■ **EXTRACT TO READ**:
◆ ◆ ◆ ◆

“You must plan to be spontaneous.” – David Hockney

A couple years ago, I attended a workshop taught by James Boag, who teaches applied yoga philosophy. He mentioned the above quote and it’s been with me ever since. Yet, I began to understand it at a deeper level while walking on the Camino de Santiago.

I’ll explain what I learned on the Camino, but first, let’s take a look at preparation and spontaneity.

If you’re a planner, you might be drawn to having an element of control and certainty in your life. But you may also know the limitations of trying to prepare and account for every detail of a life trajectory, event, and so forth. Plans often go awry and require improvisation and adjustment.

If you’re a fly by the seat of your pants kind of person, you might avoid planning. You might take risks simply trusting that things will work out. After all, you want an opportunity to change your mind and join the adventure of life.

And then maybe you’re a bit of both like me. You see, I’m a planner. I like my life to be organized and I prefer to know what’s coming on my calendar. Anyone who has known me as a colleague or partner would attest to this. At the same time, spontaneity fills me with a sense of adventure and I like the freedom I feel when I’m spontaneous.

The thing is, I haven’t always integrated these two parts of me into the balance I think is necessary.

What I Learned About Spontaneity on the Camino de Santiago

Many people take a year to prepare to hike a journey like this. It requires some diligent planning with respect to logistics, packing lists…and physical preparedness.

◆ ◆ ◆ ◆

■ **Records of labeled points**:
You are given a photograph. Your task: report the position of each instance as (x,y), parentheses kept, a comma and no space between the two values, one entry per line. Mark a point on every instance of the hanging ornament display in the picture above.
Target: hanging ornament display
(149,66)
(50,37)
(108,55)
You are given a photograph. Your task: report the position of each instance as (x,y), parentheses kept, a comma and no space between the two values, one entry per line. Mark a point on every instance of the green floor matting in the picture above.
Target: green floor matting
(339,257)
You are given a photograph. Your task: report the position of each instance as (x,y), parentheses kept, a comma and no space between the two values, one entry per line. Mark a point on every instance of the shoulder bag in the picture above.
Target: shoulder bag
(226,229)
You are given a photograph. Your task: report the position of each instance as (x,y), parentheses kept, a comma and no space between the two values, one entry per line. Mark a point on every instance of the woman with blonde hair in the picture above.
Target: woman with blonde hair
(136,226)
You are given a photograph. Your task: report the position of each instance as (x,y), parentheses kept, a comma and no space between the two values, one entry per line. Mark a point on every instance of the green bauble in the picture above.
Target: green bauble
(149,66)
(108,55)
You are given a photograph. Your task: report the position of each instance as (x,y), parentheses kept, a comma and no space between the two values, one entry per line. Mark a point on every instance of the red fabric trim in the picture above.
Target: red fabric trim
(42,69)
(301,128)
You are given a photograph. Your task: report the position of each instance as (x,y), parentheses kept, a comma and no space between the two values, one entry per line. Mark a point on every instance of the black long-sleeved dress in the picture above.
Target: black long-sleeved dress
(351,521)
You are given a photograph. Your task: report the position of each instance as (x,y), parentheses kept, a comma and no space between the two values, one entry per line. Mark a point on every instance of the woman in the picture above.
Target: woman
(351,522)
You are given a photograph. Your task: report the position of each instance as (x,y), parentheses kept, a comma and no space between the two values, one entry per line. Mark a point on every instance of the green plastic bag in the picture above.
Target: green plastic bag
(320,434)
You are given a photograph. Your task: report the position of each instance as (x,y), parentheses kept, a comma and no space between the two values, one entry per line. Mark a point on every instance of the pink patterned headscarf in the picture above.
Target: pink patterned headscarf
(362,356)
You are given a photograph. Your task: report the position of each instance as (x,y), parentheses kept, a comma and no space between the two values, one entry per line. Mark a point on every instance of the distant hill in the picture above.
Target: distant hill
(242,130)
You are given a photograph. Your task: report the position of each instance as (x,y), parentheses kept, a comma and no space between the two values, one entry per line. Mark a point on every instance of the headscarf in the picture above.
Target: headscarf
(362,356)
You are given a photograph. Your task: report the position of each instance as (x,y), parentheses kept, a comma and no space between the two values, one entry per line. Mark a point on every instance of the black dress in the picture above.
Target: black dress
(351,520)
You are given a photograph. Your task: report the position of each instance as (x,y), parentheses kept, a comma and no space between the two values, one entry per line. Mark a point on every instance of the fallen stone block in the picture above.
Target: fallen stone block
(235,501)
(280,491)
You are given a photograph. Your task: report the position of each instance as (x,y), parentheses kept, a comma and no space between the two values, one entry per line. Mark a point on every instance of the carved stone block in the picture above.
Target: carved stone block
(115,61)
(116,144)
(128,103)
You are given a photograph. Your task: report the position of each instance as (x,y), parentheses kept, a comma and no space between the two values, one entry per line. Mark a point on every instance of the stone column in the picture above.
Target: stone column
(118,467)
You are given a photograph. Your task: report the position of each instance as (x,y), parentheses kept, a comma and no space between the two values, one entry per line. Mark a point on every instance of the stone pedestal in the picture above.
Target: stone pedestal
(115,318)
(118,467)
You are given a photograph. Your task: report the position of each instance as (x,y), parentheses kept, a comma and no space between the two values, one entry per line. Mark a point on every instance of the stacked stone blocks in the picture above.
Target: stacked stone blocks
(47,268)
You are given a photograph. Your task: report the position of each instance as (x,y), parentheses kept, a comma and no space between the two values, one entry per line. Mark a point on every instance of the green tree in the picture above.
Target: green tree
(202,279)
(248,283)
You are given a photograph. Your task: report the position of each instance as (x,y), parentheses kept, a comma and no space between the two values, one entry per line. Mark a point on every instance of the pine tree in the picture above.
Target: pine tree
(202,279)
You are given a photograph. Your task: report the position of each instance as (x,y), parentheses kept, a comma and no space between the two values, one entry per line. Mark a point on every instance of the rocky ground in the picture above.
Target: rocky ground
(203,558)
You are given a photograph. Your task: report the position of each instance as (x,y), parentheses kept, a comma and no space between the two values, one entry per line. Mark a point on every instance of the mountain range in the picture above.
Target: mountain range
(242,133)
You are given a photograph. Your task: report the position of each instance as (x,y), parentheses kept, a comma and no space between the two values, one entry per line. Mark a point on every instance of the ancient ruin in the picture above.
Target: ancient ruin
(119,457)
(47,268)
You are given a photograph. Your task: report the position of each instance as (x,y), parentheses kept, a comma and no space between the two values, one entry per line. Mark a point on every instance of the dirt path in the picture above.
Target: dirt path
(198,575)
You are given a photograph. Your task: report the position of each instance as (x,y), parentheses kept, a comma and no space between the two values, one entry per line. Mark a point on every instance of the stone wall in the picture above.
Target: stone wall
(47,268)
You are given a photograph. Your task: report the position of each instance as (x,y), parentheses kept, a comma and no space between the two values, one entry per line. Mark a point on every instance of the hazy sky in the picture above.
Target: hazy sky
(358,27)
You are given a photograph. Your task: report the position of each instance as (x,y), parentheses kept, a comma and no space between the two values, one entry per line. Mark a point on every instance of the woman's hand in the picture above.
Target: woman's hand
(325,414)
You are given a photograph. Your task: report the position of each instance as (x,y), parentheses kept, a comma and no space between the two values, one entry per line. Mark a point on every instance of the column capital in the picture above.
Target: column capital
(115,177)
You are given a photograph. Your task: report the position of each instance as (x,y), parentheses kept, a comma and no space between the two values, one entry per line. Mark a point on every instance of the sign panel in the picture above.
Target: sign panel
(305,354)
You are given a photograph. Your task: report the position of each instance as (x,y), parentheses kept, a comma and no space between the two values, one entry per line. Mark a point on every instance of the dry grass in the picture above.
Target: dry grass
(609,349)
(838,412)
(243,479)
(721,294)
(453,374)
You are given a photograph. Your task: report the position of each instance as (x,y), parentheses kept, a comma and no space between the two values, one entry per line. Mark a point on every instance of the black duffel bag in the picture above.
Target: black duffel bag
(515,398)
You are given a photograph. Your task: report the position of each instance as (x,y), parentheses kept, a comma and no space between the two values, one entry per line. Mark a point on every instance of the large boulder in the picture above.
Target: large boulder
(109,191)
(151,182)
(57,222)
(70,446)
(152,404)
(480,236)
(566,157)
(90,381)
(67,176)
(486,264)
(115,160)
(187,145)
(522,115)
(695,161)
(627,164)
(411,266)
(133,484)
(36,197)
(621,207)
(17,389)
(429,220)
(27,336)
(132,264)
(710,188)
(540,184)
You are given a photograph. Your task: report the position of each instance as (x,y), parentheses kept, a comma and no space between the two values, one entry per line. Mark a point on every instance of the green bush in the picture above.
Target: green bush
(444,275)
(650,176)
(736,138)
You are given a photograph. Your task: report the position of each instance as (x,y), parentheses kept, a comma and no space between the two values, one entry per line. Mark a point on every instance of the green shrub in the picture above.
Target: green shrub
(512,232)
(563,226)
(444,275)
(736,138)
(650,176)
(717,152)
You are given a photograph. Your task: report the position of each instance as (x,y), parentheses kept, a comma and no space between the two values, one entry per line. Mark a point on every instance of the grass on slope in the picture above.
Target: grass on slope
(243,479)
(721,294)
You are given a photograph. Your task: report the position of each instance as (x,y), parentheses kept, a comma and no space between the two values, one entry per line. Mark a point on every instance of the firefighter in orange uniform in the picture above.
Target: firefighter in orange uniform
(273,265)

◆ ◆ ◆ ◆

■ **EXERCISES TO COMPLETE**:
[A] From the records, present the lines from the one containing "range in the picture above." to the one containing "Target: mountain range" as a Markdown table with the columns Row and Line, leaving out any blank lines.
[B] Write the next part of the essay on planning and spontaneity on the Camino de Santiago, starting after its final sentence.

■ **ANSWERS BELOW**:
[A]
| Row | Line |
|---|---|
| 1 | You are given a photograph. Your task: report the position of each instance as (x,y), parentheses kept, a comma and no space between the two values, one entry per line. Mark a point on every instance of the mountain range in the picture above. |
| 2 | Target: mountain range |

[B]
I booked my ticket just two months before my departure. And while I spent some time on logistics and loads of time packing, I did not give adequate attention to my body.

My weekend hikes did little to prepare me since the Midwest is mostly flat. Yoga and occasional biking may have done something. But I failed to engage in regular weight-bearing exercises, as well as see a doctor before leaving (the knee issue was not new).

Instead, I remembered my 29-year old body hiking a five-day trek in Colombia with challenging inclines and long days. I remembered my 27-year old body hiking straight up volcanoes for hours in Guatemala. I conveniently avoided thinking about my 33-year old knee that cried out in pain two years ago while hiking through a canyon in Utah with a heavy pack. I really assumed that if I had some initial pain on the Camino, my body would adapt eventually. And I was wrong.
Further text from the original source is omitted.